» **Provided passage**
-- Start --

What is the value of human life? This seemingly academic question is more important than most people appreciate, especially in the context of transport funding decisions.
But before we discuss how the value of human life influences transport funding decisions, let’s first justify the economic concept itself. I’m aware that for many people the phrase “value of life” just sounds wrong, usually because they think that life has, well, infinite value.
On the other hand, it’s easy to point out that people accept certain “risks” all the time; we are if you like “risk-takers.” That’s not to suggest that people are inherently foolhardy, but it is to suggest that people seem to accept the risk of death when the probabilities are low and/or the rewards are high. Every time you cross a road, for example, you are effectively trading-off a small risk of death versus the benefit of being on the other side of the road.

-- End --

[Entries from a pointing dataset]
-- Start --

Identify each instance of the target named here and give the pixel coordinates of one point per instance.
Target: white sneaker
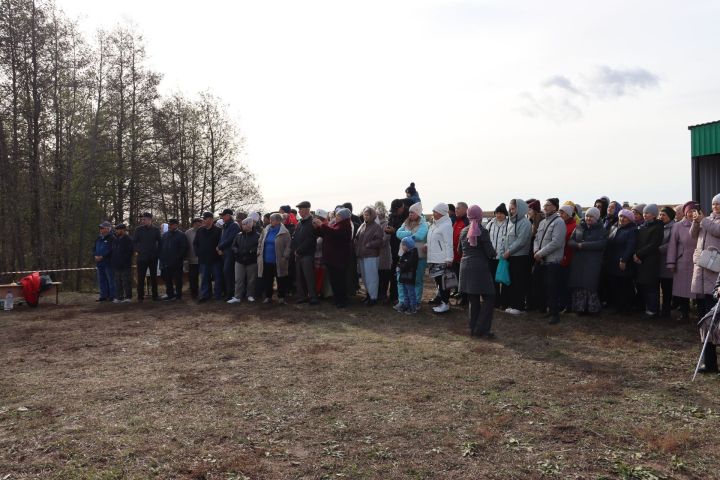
(442, 308)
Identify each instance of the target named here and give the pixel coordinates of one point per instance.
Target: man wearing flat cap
(122, 251)
(173, 248)
(103, 253)
(230, 230)
(303, 245)
(146, 241)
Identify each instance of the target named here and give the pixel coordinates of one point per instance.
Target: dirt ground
(216, 391)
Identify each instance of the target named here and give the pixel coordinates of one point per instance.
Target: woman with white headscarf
(440, 252)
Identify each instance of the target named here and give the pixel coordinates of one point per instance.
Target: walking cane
(707, 336)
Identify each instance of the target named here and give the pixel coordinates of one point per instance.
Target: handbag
(449, 279)
(502, 274)
(710, 258)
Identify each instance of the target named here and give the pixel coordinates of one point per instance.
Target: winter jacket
(679, 257)
(707, 234)
(439, 241)
(498, 234)
(369, 239)
(282, 251)
(245, 246)
(103, 248)
(173, 247)
(458, 225)
(147, 242)
(621, 246)
(304, 240)
(665, 272)
(230, 231)
(519, 231)
(588, 245)
(418, 232)
(475, 276)
(650, 236)
(550, 239)
(337, 243)
(122, 250)
(205, 244)
(407, 267)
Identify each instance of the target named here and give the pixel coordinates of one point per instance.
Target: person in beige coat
(273, 258)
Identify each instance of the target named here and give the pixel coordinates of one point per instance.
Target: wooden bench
(16, 290)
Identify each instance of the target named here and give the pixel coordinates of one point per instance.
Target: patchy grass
(231, 392)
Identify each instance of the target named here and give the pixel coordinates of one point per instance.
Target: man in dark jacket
(173, 248)
(244, 250)
(205, 244)
(303, 244)
(103, 254)
(229, 231)
(146, 241)
(122, 251)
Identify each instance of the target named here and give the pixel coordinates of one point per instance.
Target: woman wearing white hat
(440, 252)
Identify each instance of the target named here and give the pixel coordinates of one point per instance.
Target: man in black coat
(205, 244)
(303, 245)
(146, 241)
(121, 261)
(173, 248)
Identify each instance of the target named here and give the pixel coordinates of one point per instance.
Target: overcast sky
(480, 101)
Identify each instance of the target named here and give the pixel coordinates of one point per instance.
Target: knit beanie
(593, 212)
(343, 214)
(569, 211)
(652, 209)
(441, 208)
(409, 242)
(502, 209)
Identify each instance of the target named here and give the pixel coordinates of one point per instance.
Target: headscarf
(475, 217)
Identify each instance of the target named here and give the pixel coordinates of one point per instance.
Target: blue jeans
(408, 295)
(106, 282)
(208, 270)
(419, 279)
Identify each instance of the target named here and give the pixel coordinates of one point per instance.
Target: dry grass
(265, 392)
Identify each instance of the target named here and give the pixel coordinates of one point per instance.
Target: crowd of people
(528, 256)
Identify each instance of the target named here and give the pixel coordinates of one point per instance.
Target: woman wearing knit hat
(475, 278)
(680, 259)
(667, 216)
(440, 252)
(415, 225)
(619, 261)
(588, 244)
(707, 232)
(647, 259)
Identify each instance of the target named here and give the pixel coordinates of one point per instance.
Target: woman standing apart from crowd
(588, 243)
(416, 226)
(475, 278)
(440, 252)
(680, 258)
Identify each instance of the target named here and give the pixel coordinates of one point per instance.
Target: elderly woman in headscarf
(667, 216)
(680, 258)
(588, 243)
(619, 261)
(415, 225)
(440, 253)
(337, 252)
(475, 278)
(368, 243)
(706, 230)
(273, 257)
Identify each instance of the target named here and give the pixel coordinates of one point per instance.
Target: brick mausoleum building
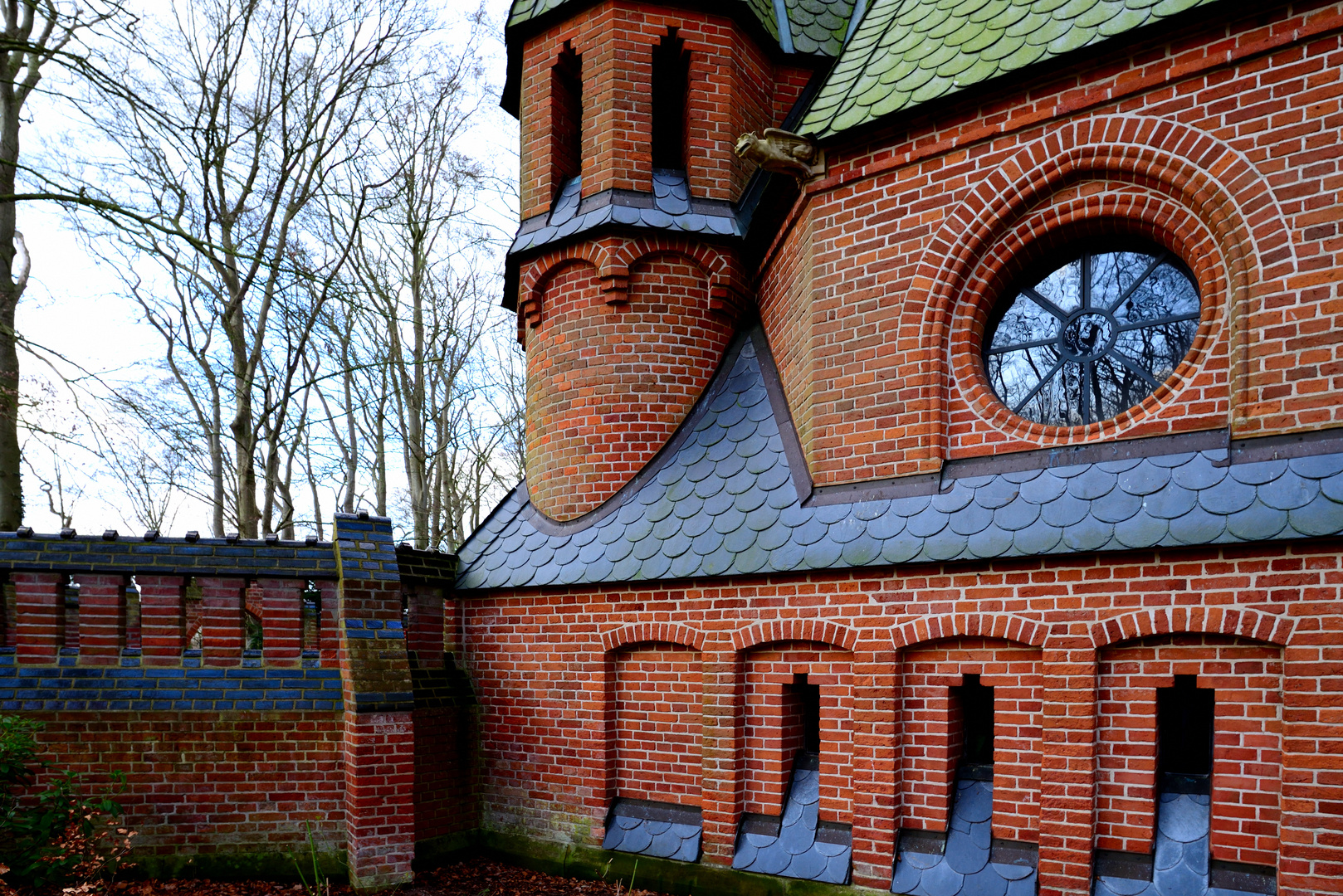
(938, 489)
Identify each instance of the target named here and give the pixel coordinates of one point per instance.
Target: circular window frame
(1116, 215)
(1101, 324)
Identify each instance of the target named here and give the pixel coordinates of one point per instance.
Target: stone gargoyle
(779, 151)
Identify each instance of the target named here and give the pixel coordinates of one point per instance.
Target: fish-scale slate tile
(906, 52)
(1181, 856)
(667, 207)
(662, 830)
(969, 863)
(802, 846)
(721, 500)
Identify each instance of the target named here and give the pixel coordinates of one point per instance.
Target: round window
(1093, 338)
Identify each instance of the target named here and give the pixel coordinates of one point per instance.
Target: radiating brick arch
(815, 631)
(652, 631)
(1210, 178)
(1245, 624)
(956, 625)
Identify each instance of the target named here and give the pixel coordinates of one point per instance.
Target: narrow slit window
(1184, 728)
(977, 722)
(671, 80)
(806, 712)
(565, 117)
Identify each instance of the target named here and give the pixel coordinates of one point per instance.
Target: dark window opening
(312, 617)
(565, 117)
(671, 78)
(1184, 728)
(975, 704)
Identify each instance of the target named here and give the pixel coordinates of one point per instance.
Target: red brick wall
(1219, 147)
(1247, 750)
(734, 88)
(773, 724)
(608, 383)
(539, 659)
(931, 733)
(212, 782)
(658, 723)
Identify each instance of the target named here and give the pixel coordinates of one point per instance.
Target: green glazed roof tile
(923, 50)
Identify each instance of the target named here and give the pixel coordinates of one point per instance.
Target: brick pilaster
(379, 733)
(425, 631)
(723, 754)
(222, 620)
(282, 621)
(102, 618)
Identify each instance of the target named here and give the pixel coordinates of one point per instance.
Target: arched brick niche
(930, 730)
(1247, 677)
(611, 373)
(656, 720)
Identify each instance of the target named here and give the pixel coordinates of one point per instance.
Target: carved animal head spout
(782, 152)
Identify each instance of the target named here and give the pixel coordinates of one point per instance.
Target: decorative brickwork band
(653, 633)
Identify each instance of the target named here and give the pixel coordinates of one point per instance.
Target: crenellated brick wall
(735, 86)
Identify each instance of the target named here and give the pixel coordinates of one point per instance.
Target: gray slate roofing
(801, 846)
(667, 207)
(813, 26)
(970, 864)
(723, 499)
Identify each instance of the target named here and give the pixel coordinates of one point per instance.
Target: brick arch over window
(1243, 622)
(984, 625)
(719, 269)
(780, 631)
(652, 633)
(1213, 180)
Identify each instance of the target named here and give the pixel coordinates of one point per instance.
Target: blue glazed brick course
(56, 688)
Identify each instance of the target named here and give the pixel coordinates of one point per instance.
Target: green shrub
(56, 837)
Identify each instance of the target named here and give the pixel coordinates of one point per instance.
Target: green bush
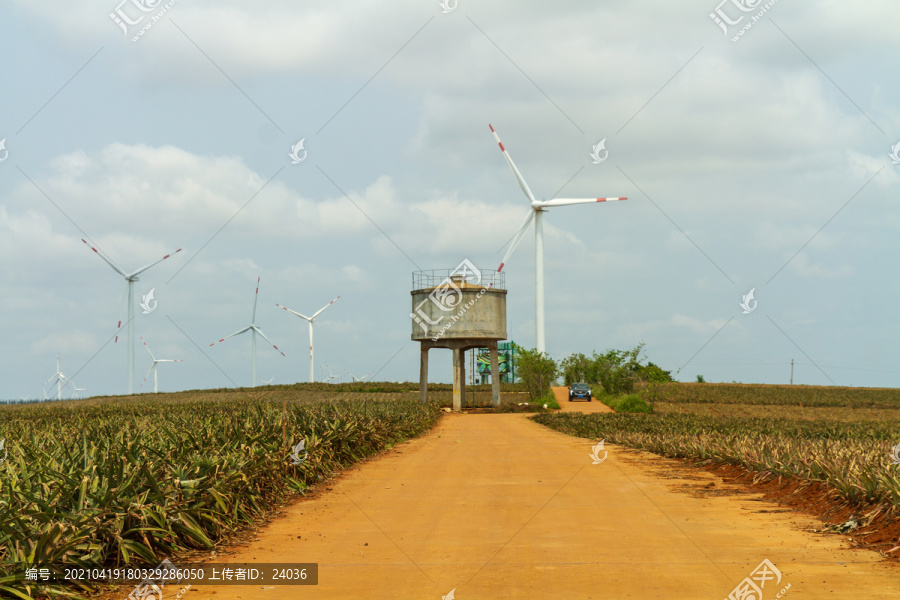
(537, 371)
(631, 403)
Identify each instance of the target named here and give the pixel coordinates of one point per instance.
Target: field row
(854, 458)
(115, 484)
(795, 395)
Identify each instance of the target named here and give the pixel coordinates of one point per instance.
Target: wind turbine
(358, 379)
(311, 320)
(253, 328)
(538, 207)
(130, 278)
(58, 379)
(153, 370)
(330, 374)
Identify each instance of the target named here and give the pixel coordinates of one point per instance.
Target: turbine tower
(130, 278)
(536, 212)
(358, 379)
(58, 378)
(311, 320)
(153, 370)
(253, 328)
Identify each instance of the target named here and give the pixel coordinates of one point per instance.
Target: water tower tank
(459, 309)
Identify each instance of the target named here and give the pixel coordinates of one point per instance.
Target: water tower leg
(495, 376)
(423, 374)
(458, 381)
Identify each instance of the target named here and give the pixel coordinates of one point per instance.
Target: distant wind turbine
(253, 328)
(58, 378)
(358, 379)
(311, 320)
(536, 212)
(330, 374)
(130, 278)
(153, 370)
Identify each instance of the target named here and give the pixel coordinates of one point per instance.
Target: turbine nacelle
(535, 214)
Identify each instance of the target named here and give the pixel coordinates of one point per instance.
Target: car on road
(580, 391)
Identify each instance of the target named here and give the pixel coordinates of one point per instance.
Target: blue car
(579, 391)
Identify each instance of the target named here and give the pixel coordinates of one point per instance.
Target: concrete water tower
(459, 309)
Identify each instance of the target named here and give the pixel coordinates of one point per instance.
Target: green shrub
(631, 403)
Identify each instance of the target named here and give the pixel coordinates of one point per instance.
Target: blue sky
(758, 164)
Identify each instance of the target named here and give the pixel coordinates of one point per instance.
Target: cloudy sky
(754, 152)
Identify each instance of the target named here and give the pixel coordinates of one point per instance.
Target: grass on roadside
(625, 403)
(133, 482)
(853, 458)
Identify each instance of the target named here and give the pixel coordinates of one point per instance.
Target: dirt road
(495, 506)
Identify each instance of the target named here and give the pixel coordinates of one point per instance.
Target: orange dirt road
(497, 507)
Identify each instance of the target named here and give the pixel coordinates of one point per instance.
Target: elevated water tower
(459, 309)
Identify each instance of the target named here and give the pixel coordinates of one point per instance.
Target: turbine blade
(255, 298)
(247, 328)
(568, 201)
(517, 238)
(295, 312)
(142, 269)
(259, 331)
(512, 166)
(324, 307)
(106, 258)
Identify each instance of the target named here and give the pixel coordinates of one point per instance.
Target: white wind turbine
(538, 207)
(358, 379)
(311, 320)
(58, 378)
(253, 328)
(153, 370)
(130, 278)
(330, 374)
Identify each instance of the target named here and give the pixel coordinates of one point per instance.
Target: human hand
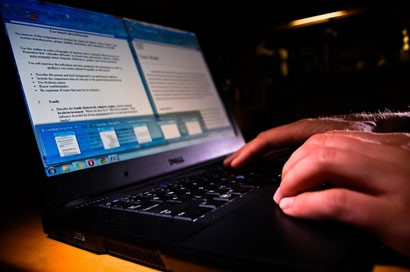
(369, 174)
(291, 135)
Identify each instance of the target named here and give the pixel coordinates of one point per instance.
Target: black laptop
(131, 133)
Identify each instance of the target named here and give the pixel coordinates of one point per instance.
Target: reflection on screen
(102, 89)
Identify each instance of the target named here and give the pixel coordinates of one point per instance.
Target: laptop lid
(111, 100)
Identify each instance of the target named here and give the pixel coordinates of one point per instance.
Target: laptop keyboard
(191, 198)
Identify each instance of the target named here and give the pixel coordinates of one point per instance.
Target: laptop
(130, 132)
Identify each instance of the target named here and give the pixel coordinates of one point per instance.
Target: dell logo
(176, 160)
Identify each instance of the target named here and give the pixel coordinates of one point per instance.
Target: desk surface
(24, 246)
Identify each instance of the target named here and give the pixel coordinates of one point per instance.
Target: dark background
(346, 65)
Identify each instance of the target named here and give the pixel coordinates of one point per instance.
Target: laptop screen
(102, 89)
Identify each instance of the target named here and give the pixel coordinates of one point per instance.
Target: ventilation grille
(134, 253)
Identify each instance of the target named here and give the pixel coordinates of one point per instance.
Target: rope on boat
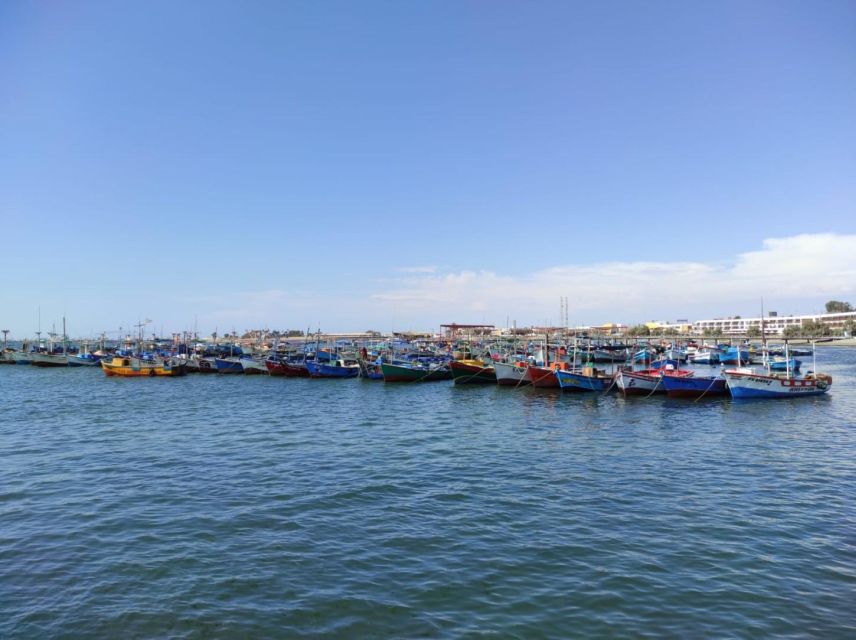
(659, 380)
(614, 382)
(712, 382)
(476, 373)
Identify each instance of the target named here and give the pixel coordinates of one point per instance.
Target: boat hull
(49, 360)
(287, 369)
(228, 365)
(510, 375)
(472, 372)
(572, 381)
(253, 367)
(542, 377)
(323, 370)
(400, 373)
(692, 387)
(744, 384)
(136, 368)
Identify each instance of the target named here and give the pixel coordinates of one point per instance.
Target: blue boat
(694, 387)
(333, 369)
(84, 360)
(228, 365)
(588, 379)
(733, 355)
(781, 364)
(643, 356)
(748, 383)
(665, 363)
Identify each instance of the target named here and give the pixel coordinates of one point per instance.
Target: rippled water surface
(244, 507)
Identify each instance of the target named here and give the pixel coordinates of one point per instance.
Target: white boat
(253, 367)
(511, 373)
(746, 382)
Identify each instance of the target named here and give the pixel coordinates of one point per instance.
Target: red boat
(545, 377)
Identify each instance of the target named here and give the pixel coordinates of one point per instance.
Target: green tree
(838, 306)
(639, 330)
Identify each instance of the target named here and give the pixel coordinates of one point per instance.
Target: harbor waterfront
(257, 506)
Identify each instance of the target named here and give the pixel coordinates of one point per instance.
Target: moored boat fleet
(745, 371)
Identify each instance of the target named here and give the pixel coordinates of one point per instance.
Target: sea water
(256, 507)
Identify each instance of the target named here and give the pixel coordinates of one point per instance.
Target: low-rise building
(773, 324)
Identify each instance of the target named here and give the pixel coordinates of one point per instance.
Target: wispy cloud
(803, 267)
(800, 270)
(426, 269)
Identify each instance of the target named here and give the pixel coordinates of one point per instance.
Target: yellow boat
(129, 366)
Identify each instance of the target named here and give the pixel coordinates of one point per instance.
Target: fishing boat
(48, 359)
(646, 381)
(253, 367)
(472, 372)
(399, 372)
(586, 379)
(83, 358)
(134, 367)
(706, 356)
(22, 356)
(370, 370)
(784, 364)
(511, 374)
(336, 368)
(206, 364)
(545, 377)
(288, 367)
(609, 355)
(643, 355)
(746, 382)
(734, 355)
(694, 387)
(230, 365)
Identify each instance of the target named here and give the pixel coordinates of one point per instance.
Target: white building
(773, 325)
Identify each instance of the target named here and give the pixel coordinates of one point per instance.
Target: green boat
(409, 373)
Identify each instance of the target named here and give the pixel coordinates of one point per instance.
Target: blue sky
(401, 164)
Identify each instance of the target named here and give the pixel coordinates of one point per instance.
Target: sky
(398, 165)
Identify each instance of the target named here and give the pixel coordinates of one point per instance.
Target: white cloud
(801, 268)
(425, 269)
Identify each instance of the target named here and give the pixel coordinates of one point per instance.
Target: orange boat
(132, 367)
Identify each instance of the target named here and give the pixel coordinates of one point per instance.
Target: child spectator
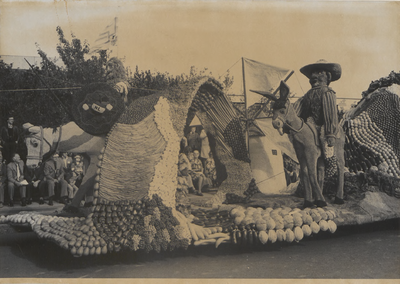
(197, 173)
(78, 168)
(3, 178)
(184, 177)
(210, 170)
(71, 187)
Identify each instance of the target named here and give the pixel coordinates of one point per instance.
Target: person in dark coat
(35, 178)
(54, 175)
(15, 176)
(9, 139)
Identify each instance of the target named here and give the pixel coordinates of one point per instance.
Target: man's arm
(48, 171)
(10, 176)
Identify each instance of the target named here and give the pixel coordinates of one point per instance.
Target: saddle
(315, 130)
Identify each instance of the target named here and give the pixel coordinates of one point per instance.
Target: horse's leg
(304, 178)
(321, 172)
(339, 152)
(311, 160)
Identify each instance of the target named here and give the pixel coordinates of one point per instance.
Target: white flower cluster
(164, 182)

-- End --

» **The request**
Continue the passage on the value of human life in transport funding, picking up after its last sentence.

» **Written reply**
Perhaps even stronger evidence that the value of life concept has some merit can be found in situations where people pay for things that reduce their likelihood of death. When deciding which car to buy, for example, most people will trade-off safety features versus the additional costs. In this case, people are actually revealing, through how much they pay, how “safe” they prefer to be. To put it bluntly, some people will willingly accept increased risk of death when the price of safety is too high.
At this point I should acknowledge that people are not necessarily fully informed of the relative risks associated with their actions. I may also agree that in situations where people do not have full information it may be worthwhile for governments to “nudge” people towards certain choices that have outcomes that are more desirable. Such arguments lie behind government involvement in, for example, advertising campaigns that encourage children to adopt more healthy eating habits. Ultimately, however, the issue of imperfect information suggests people err when evaluating relative risks; it does not suggest the VOL concept has no merit.
The suggestion that life has infinite value also seems absurd when you consider its full implications: If life were infinitely valuable then we would reasonably expect individuals to use all of their resources to eliminate risks to life, and where risks were unable to be eliminated then we would cease to undertake those activities altogether. My personal view is that while many people feel uncomfortable talking openly about the value of life, it is a conversation that every advanced society that is concerned for the welfare of its citizens (both in terms of their safety and their freedom) needs to have.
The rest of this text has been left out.